DOCUMENT SEGMENT Start Marker
Weinfuss: Bowles hasn’t won so much with his players as much as his scheme. He’s playing with just two of his front seven from last season -- and that number was one for the past couple of weeks while Calais Campbell was out -- so while players help, it’s what Bowles has been able to do from a schematic standpoint that has been the deciding factor. But if I had to choose one thing that Bowles brought to the Cardinals, I’d go with a No. 1 and No. 1A. No. 1 was a slight change to the previous 3-4 scheme Arizona ran, and that was getting rid of the multiple-gap responsibility. This is now a single-gap scheme, and guys love it. And No. 1A is pressure. Bowles loves to blitz, as was clear on the last drive against the Philadelphia Eagles. It has been working so far.

Last season, Bruce Arians was adamant about not putting too much responsibility in the run game on Andre Ellington, in large part because he didn’t want him to wear down in his first season. Granted, DeMarco Murray is at a different stage of his career, but he’s still a running back getting significant carries. How much of a concern is it that the Cowboys are riding him too much?
DOCUMENT SEGMENT End Marker
RECORDED INFORMATION Start Marker
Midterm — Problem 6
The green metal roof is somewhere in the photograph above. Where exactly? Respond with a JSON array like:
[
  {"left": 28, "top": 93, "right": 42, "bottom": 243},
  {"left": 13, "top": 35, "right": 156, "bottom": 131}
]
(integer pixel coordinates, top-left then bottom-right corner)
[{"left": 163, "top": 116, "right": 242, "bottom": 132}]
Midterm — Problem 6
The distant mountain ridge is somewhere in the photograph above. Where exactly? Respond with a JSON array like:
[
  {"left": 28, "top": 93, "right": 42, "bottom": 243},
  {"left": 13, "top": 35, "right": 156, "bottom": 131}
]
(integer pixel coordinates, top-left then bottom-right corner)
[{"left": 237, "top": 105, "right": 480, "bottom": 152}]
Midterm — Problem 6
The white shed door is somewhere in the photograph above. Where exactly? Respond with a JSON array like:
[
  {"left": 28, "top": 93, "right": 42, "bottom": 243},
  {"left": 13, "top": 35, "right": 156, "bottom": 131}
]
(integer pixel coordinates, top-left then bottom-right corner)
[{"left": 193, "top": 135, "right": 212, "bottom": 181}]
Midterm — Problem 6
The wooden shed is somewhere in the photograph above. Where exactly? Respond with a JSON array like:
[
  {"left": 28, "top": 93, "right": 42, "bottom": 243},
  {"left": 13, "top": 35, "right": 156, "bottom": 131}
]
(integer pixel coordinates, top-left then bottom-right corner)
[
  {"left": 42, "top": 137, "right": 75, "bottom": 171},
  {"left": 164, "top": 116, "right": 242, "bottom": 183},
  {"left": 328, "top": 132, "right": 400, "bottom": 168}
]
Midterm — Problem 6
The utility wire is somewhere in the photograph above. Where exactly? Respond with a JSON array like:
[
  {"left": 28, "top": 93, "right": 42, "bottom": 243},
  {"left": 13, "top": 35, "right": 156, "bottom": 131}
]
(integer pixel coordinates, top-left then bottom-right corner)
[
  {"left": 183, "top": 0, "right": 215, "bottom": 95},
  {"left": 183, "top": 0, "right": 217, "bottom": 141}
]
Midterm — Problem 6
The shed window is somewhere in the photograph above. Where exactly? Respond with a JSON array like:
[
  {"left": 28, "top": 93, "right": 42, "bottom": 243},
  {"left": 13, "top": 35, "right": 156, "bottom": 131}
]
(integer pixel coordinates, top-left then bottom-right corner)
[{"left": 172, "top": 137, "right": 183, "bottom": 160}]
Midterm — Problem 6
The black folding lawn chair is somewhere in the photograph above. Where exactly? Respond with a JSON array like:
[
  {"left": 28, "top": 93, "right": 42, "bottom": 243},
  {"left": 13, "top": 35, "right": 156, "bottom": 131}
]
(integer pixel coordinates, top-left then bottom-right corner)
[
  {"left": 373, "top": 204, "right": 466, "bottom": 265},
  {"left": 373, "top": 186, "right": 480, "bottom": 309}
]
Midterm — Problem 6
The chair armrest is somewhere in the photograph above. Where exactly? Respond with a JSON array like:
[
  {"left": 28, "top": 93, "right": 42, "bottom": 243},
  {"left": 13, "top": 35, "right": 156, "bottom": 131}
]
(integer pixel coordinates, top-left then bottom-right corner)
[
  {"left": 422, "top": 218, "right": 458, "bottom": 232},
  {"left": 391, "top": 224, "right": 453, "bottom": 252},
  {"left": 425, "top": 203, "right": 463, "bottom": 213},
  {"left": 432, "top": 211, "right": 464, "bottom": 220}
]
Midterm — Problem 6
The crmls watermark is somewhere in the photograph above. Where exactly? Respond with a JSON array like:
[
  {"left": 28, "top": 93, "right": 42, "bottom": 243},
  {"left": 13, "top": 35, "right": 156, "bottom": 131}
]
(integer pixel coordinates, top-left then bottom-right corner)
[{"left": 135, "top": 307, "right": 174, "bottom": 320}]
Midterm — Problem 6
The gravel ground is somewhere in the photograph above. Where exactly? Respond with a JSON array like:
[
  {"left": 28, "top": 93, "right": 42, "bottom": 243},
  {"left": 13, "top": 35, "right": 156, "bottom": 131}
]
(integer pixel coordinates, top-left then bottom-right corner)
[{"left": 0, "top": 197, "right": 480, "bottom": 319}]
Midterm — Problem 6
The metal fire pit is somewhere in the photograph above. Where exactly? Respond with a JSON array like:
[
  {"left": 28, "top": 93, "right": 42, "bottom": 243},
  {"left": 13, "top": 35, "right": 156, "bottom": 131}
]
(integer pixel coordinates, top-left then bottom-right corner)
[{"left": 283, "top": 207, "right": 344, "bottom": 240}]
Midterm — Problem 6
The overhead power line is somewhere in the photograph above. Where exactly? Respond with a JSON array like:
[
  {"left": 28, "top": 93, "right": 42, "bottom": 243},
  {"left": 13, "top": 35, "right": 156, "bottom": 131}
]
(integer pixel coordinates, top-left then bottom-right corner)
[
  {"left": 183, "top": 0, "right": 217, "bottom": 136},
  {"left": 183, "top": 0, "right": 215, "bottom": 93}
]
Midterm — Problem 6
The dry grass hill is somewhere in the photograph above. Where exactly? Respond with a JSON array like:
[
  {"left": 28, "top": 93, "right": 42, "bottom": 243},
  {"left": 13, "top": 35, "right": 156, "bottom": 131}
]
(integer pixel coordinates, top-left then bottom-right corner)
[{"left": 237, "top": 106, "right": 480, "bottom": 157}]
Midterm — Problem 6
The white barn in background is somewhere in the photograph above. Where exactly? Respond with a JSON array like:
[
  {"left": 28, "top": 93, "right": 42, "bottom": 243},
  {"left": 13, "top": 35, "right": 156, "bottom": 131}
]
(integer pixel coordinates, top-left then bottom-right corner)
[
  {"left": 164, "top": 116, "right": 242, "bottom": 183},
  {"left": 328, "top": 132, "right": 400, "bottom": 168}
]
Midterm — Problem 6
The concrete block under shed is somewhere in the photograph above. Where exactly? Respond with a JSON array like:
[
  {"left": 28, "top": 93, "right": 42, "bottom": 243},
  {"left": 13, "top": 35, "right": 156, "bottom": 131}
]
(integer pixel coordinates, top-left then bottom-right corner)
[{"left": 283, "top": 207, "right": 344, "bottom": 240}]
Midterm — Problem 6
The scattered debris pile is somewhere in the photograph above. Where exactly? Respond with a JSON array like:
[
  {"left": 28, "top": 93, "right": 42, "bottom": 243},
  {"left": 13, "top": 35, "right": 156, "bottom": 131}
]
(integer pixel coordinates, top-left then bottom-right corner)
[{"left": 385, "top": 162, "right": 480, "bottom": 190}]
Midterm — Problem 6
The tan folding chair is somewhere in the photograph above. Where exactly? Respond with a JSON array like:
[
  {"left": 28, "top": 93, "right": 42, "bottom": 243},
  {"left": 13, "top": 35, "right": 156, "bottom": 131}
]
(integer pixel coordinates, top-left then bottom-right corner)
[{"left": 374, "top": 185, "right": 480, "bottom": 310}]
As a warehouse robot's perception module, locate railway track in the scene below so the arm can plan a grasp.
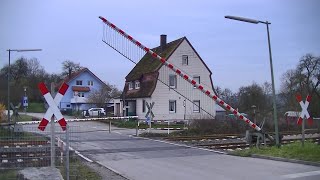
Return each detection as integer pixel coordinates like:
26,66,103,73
164,131,319,151
196,137,320,151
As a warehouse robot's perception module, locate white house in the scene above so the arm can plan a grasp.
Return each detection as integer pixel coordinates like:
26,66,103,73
114,35,216,120
58,68,106,111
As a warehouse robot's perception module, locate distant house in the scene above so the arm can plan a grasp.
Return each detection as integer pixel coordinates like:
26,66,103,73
58,68,105,111
114,35,216,120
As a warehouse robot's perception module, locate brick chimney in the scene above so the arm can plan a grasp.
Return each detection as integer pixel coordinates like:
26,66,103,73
160,34,167,51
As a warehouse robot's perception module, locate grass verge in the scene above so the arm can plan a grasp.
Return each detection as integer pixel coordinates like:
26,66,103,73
0,169,18,179
232,141,320,163
60,158,102,180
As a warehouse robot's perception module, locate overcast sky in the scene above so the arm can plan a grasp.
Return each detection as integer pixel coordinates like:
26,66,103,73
0,0,320,91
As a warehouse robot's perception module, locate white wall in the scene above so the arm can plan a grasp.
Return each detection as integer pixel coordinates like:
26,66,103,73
151,40,215,120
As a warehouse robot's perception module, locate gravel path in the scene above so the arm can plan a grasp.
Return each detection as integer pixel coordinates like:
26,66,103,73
83,161,128,180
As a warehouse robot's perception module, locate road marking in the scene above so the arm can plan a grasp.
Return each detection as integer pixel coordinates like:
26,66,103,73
282,171,320,179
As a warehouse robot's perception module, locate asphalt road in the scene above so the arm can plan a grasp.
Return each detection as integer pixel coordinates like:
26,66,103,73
20,118,320,180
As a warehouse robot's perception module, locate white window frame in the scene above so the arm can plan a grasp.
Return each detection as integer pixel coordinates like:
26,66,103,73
134,81,140,89
169,74,177,89
169,100,177,113
128,82,133,90
193,76,201,88
78,92,84,97
88,81,93,86
193,100,200,113
76,80,82,86
182,55,189,66
142,99,146,112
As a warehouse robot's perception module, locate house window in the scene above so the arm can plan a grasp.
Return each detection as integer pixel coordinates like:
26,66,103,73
134,81,140,89
169,74,177,88
76,80,82,86
193,76,200,87
88,81,93,86
182,55,188,65
142,100,146,112
193,100,200,113
129,82,133,90
169,100,177,113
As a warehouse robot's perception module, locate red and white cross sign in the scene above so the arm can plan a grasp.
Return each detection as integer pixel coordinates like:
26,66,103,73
38,82,69,131
296,94,313,125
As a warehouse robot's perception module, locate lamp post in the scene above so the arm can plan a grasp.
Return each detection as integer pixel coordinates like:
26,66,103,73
7,49,42,123
251,105,257,124
225,16,279,146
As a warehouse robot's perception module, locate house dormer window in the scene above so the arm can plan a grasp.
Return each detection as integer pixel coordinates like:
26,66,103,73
134,81,140,89
169,74,177,88
76,80,82,86
88,81,93,86
182,55,188,65
193,76,200,88
129,82,133,90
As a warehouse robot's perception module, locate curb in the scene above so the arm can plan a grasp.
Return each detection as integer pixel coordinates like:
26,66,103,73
251,154,320,167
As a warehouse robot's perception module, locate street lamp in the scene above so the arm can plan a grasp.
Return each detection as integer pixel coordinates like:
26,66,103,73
7,49,42,123
251,105,257,124
225,16,279,146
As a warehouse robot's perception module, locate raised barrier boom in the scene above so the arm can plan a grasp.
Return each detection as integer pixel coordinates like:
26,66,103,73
99,16,261,131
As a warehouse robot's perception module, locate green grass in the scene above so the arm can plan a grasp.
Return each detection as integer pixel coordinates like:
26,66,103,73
0,127,48,141
27,103,46,113
232,141,320,162
0,158,102,180
60,158,102,180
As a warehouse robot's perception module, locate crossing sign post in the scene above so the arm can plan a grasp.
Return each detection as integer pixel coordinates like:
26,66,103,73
145,102,154,132
38,82,69,131
38,82,69,167
296,94,313,147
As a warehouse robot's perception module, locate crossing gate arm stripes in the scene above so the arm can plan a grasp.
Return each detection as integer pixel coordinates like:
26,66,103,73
38,82,69,131
99,16,261,131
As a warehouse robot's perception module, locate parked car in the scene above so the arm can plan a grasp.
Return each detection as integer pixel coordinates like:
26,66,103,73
82,108,106,117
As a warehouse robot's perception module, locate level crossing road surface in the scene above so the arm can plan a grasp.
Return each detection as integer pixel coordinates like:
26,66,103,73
21,121,320,180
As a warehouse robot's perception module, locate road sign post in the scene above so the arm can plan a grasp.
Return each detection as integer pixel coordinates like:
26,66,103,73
38,82,69,167
145,102,154,132
296,94,313,147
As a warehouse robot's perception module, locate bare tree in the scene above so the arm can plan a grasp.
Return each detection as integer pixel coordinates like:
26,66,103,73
281,54,320,116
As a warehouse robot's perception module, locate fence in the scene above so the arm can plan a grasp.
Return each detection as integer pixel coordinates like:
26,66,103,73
0,124,79,179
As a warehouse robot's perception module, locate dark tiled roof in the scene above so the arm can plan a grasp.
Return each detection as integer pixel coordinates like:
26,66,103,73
56,68,105,88
121,72,159,98
126,37,185,82
72,86,90,92
121,37,185,98
121,37,214,99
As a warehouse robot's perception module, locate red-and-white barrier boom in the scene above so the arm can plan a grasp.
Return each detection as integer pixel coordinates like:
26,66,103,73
99,16,261,131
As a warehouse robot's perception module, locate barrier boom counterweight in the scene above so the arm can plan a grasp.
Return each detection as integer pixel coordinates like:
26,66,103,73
99,16,261,131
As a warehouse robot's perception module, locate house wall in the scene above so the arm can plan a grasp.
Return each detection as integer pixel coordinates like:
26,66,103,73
149,40,216,120
58,71,102,111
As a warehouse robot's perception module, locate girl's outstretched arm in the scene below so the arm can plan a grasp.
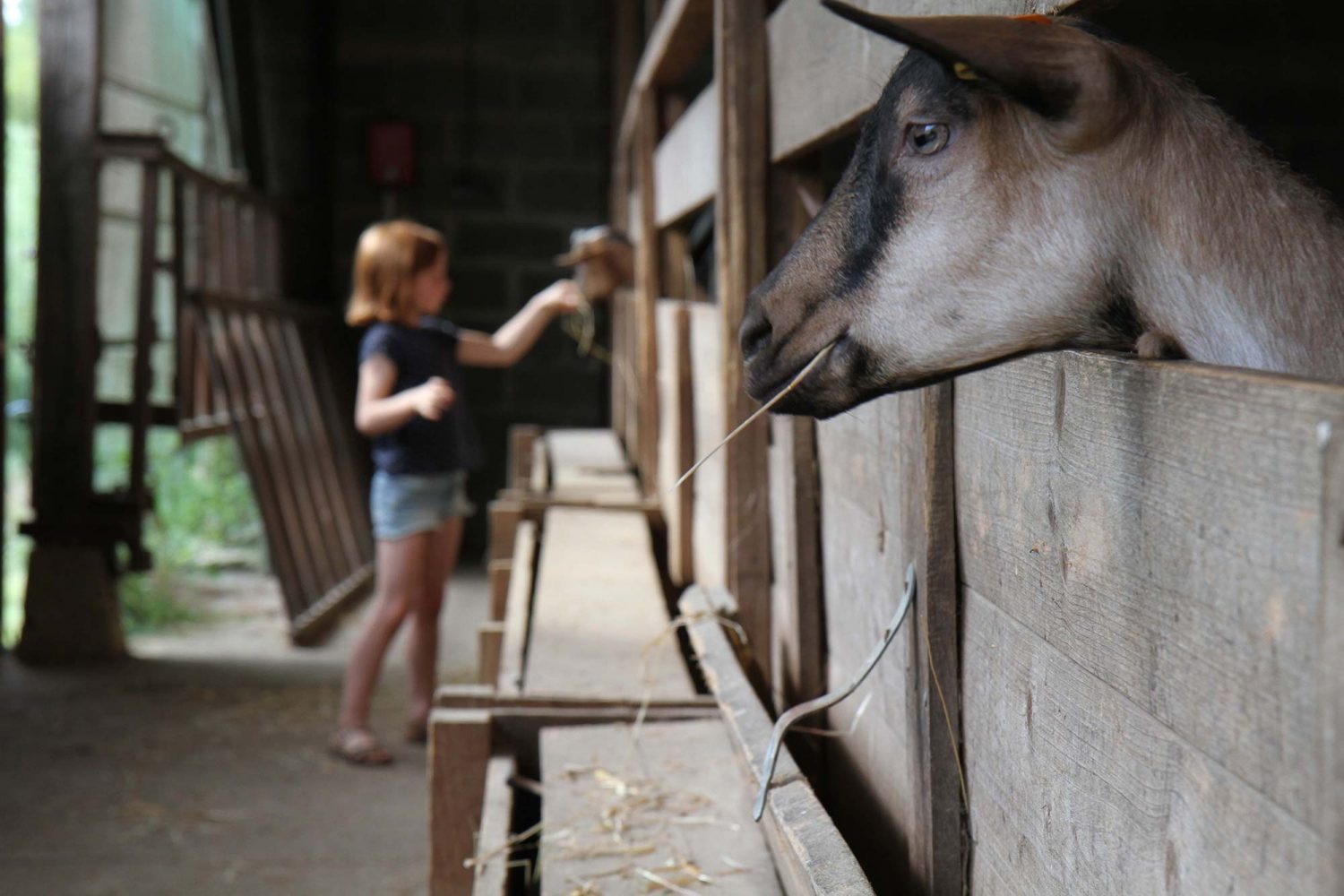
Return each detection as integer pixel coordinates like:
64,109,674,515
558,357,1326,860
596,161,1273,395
355,355,457,438
457,280,582,366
RECORDED INFORMATION End Marker
• _ACTIVITIES_
1. List every team named by its nickname in the football text.
2. Carry the football text about the Cardinals' defense and the Cowboys' running game forward from its last sentence.
The rows have nothing to do with the text.

• _ANSWERS FOR THIS EXERCISE_
1. Cardinals, Philadelphia Eagles, Cowboys

2.
Archer: There’s some concern about it, and they have rested him at different times for a series or a few plays in the first half of the past three games, but he is their bell cow. He is their guy. They will be mindful of how much work he gets, but he’s too good to take off the field for extended spells. They like backup running backs Joseph Randle and Lance Dunbar, but those guys can’t do what Murray does in the run and pass game. He doesn’t look like he’s wearing down. He had 19 carries for 141 yards against the Redskins, so his carries were down from what they had been. But I’d maintain he took more of a beating in that game than he did when he had 29 carries in Week 2 against the Tennessee Titans. Jason Garrett was around Emmitt Smith for the bulk of his career, so I think he has a watchful eye to this sort of thing, as does Scott Linehan, who was around Steven Jackson in St. Louis. They will be smart with Murray, but not to the point that it costs them games.

I know Larry Fitzgerald. I know Michael Floyd. I didn’t know I needed to know John Brown, too. Has he changed the dynamic of the Cardinals’ offense any?

Weinfuss: He has, and it’s been a lot more than people realize. With Brown, Arizona added a reliable speed option. Palmer and Brown developed a great rapport while working together in Southern California this offseason and it’s just translated onto the field. While Fitzgerald has shown he can make a tough catch in traffic and break free for 80 yards and Floyd can go up and over anyone who challenges him, it’s Brown who can take the top off the defense. He has started showing up more and more on opposing game plans over the last few weeks, but after his game-winning touchdown catch Sunday, I’m sure he’ll be a point of emphasis going forward, which will spread secondaries thin and open up the middle and underneath for the rest of the Cardinals’ receivers.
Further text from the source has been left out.